■ WHAT IS NEEDED
Return, word for word, the part of the entries that begins with the line containing "For every instance of the metal" and continues through the end of the entries, omitting the pictures.

--- Start of SUPPLIED DATA ---

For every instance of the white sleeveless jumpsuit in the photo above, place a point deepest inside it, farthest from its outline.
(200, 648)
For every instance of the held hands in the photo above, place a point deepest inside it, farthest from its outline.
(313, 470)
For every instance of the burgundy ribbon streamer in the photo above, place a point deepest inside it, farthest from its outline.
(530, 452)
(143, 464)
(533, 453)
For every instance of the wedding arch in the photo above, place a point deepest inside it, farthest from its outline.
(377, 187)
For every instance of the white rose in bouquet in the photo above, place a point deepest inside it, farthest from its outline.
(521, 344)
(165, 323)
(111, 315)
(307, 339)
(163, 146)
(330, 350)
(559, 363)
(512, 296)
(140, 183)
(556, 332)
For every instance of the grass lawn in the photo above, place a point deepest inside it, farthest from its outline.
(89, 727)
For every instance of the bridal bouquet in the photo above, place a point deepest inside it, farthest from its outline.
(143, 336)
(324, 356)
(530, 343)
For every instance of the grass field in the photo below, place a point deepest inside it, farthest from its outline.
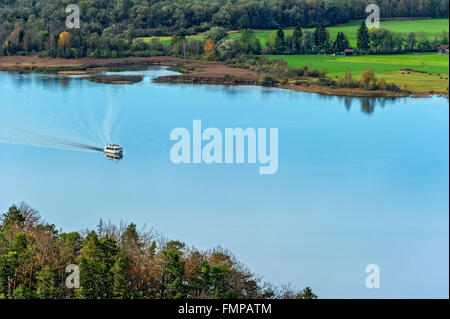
(384, 66)
(427, 27)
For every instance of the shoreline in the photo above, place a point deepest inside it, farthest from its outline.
(193, 72)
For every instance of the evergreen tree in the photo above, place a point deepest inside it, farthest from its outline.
(297, 38)
(280, 42)
(321, 39)
(46, 283)
(363, 39)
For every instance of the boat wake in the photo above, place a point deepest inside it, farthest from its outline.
(14, 135)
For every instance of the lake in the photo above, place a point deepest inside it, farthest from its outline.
(359, 181)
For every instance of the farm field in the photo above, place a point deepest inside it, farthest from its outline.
(385, 66)
(429, 28)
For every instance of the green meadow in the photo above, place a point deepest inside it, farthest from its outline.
(428, 28)
(389, 67)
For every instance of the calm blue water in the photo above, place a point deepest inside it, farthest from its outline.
(359, 181)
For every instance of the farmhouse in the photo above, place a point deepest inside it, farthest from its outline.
(443, 49)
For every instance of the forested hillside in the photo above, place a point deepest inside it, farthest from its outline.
(117, 262)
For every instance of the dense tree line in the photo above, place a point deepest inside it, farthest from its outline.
(376, 40)
(28, 27)
(117, 262)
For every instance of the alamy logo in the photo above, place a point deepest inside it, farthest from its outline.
(73, 19)
(373, 279)
(73, 279)
(373, 19)
(234, 146)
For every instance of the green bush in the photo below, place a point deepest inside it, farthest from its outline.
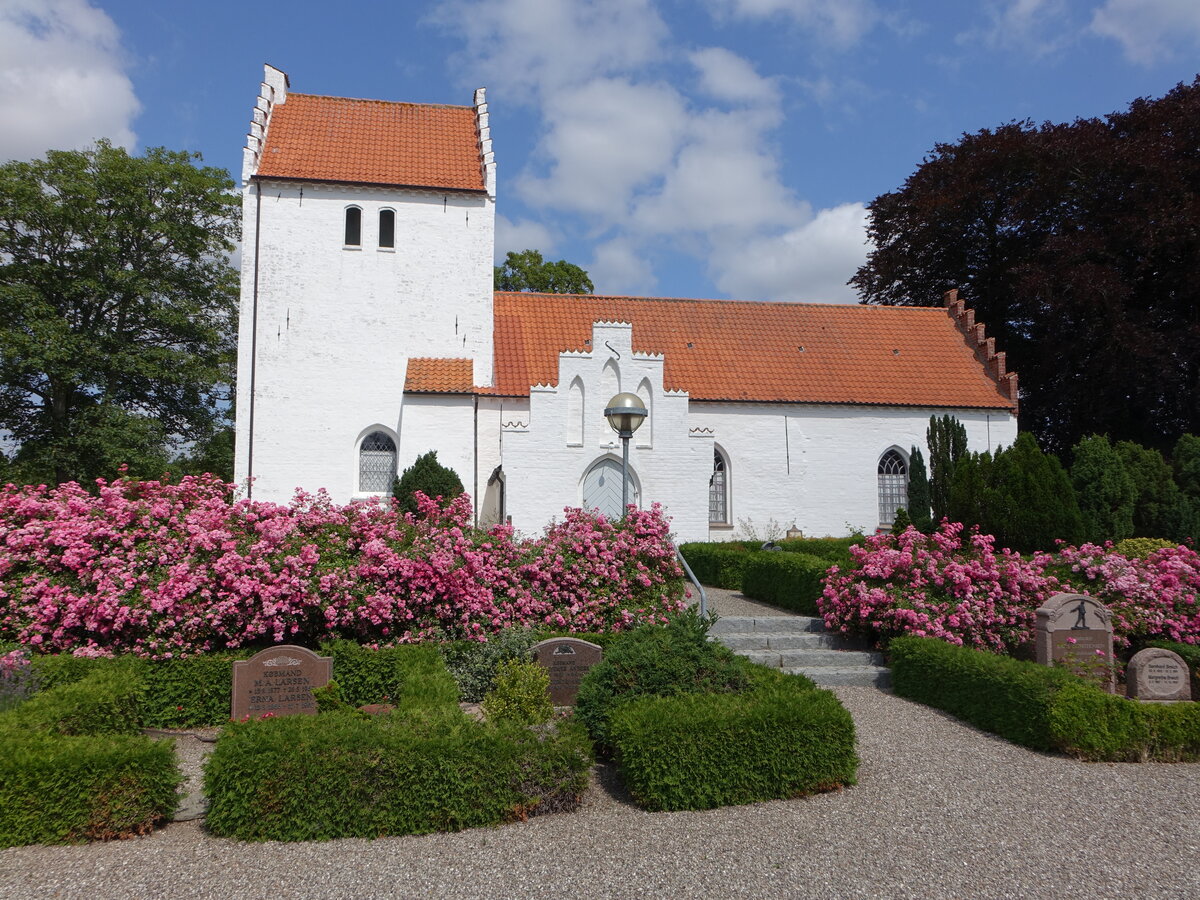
(65, 790)
(997, 694)
(717, 565)
(345, 775)
(429, 477)
(106, 702)
(1042, 707)
(521, 694)
(707, 750)
(660, 661)
(792, 581)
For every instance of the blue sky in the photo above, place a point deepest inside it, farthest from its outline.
(714, 148)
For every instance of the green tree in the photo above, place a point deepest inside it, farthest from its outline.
(118, 309)
(918, 492)
(1161, 510)
(528, 271)
(1079, 245)
(947, 444)
(1107, 493)
(429, 477)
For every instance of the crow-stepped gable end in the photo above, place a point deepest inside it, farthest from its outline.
(371, 334)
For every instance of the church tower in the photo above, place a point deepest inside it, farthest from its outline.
(367, 243)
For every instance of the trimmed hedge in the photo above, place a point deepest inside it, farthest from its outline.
(65, 790)
(347, 775)
(791, 581)
(708, 750)
(1042, 707)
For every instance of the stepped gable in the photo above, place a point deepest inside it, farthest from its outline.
(762, 352)
(373, 142)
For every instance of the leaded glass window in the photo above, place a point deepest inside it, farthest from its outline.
(893, 486)
(353, 227)
(718, 492)
(377, 463)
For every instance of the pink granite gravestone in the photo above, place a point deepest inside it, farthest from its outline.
(279, 681)
(1157, 673)
(1074, 630)
(568, 660)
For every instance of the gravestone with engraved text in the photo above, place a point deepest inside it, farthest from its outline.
(1075, 631)
(568, 660)
(279, 681)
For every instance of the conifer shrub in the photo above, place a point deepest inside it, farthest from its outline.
(58, 789)
(660, 661)
(792, 581)
(521, 694)
(346, 775)
(708, 750)
(429, 477)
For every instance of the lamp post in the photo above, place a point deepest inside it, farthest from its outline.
(625, 413)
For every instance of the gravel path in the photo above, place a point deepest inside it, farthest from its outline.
(941, 810)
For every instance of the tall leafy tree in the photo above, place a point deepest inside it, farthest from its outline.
(118, 309)
(528, 271)
(947, 441)
(1079, 245)
(1107, 493)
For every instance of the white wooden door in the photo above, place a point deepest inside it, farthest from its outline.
(601, 489)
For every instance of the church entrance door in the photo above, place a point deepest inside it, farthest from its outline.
(601, 489)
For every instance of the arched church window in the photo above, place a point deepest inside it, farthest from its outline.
(387, 228)
(893, 473)
(377, 463)
(719, 490)
(353, 227)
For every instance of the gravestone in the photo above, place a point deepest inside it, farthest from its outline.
(1157, 673)
(279, 681)
(1075, 631)
(568, 660)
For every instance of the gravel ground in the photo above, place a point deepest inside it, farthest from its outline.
(941, 810)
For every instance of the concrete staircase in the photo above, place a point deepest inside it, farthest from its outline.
(799, 645)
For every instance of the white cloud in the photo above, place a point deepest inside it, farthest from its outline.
(526, 48)
(521, 235)
(1150, 30)
(63, 81)
(808, 263)
(840, 23)
(1033, 27)
(606, 139)
(730, 78)
(617, 268)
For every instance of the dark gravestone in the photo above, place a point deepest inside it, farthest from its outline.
(1157, 673)
(279, 681)
(1075, 631)
(568, 659)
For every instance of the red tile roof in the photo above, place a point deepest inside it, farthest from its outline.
(427, 375)
(373, 142)
(757, 352)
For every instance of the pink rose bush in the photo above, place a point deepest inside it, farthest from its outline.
(961, 589)
(168, 570)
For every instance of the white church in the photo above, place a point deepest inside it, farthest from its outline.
(370, 334)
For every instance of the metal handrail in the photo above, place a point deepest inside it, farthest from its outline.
(703, 597)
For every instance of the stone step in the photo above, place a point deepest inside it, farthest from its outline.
(845, 676)
(751, 624)
(811, 659)
(779, 641)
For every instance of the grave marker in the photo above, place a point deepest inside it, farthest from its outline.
(279, 681)
(1157, 673)
(1077, 631)
(568, 660)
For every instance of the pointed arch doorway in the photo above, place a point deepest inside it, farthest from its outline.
(601, 489)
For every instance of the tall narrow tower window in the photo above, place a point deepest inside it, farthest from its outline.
(353, 227)
(387, 228)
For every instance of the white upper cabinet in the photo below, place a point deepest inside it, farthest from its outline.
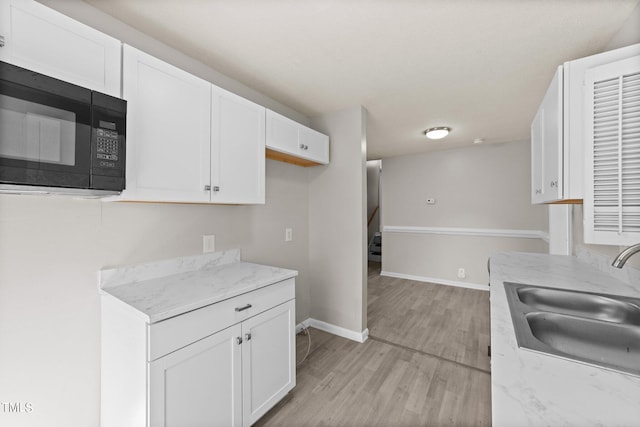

--- End of SUPPLIED DATA ---

■ WRITTEN REPLY
For every instance of the metal handrail in the photo above, place a point deepest inside it, farthest from its outline.
(703, 597)
For every instance of the stone step in the photo above, place a point deepest inside it, farthest from its outline.
(845, 676)
(751, 624)
(811, 659)
(779, 641)
For every instance of the grave marker in the photo above, place a point deepest inside it, farthest from its outline.
(279, 681)
(1157, 673)
(1077, 631)
(568, 660)
For every instance of the pointed arch doorway in the photo above, place a point deepest inside it, farthest from its outline.
(601, 489)
For every instance of the tall narrow tower window in the photo above, place a point deepest inside it, farthest from its outline.
(353, 227)
(387, 228)
For every instance of the white upper cabinet in the photo below, place a point deepest inside it, farthest from its outline.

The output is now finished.